- EXERCISE INSTRUCTIONS -
Whenever a line in the data holds the string "instance", copy that line.
◇ ◇ ◇
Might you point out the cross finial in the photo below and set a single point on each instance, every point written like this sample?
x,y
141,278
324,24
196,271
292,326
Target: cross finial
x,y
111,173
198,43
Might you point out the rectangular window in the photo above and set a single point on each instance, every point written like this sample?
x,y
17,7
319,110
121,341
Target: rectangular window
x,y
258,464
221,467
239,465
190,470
◇ ◇ ◇
- THE ANSWER -
Might you point out the cross finial in the photo below and set a single point on each instance, every point written like this sample?
Might you point out the rectangular window in the photo above and set a single point on each instance, every point written like this sample?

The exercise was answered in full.